[What you should do]
Scan the lines below for "locate" and copy the matches.

[Input records]
※ ※ ※
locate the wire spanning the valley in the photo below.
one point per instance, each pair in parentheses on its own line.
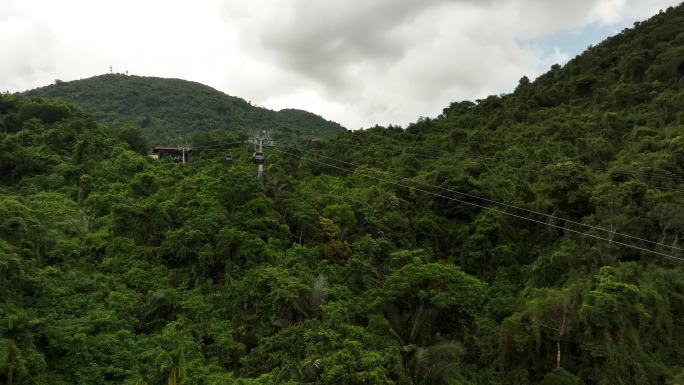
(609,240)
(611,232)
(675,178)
※ ※ ※
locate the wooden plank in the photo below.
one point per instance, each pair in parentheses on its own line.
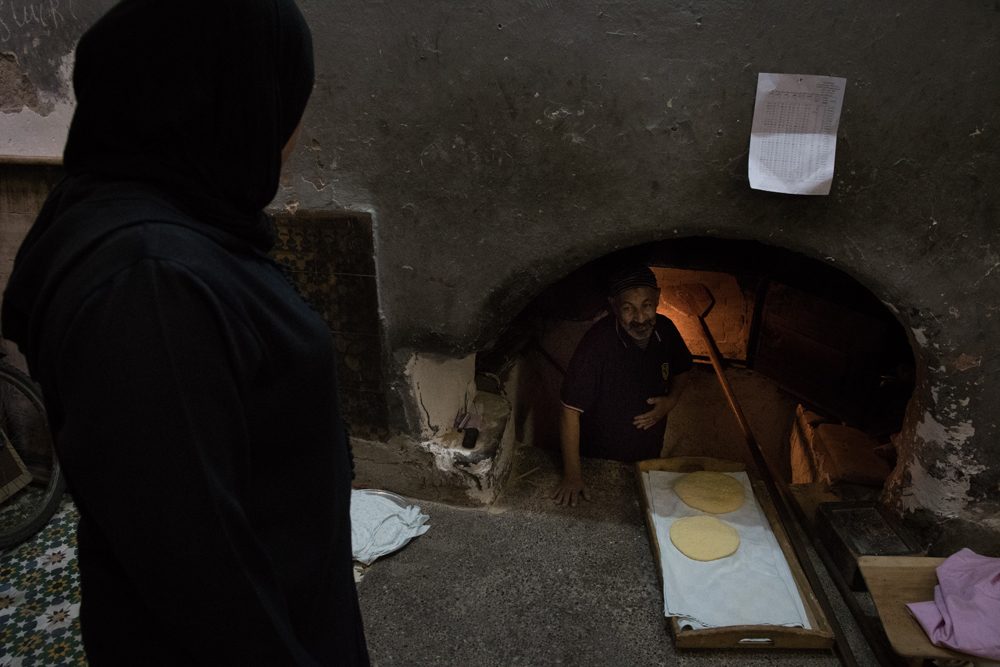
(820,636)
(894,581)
※ ※ ※
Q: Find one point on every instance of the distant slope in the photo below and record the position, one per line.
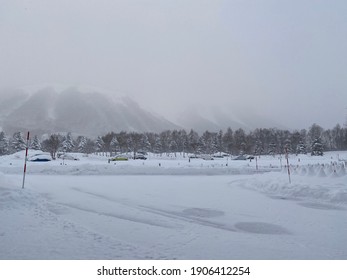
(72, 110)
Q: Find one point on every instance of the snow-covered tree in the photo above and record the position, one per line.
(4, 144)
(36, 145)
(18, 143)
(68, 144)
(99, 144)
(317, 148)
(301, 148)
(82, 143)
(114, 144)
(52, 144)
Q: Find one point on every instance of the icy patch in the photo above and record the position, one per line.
※ ※ ※
[Solution for this problem]
locate the wire spanning the valley in the photo below.
locate the wooden plank in the photo below.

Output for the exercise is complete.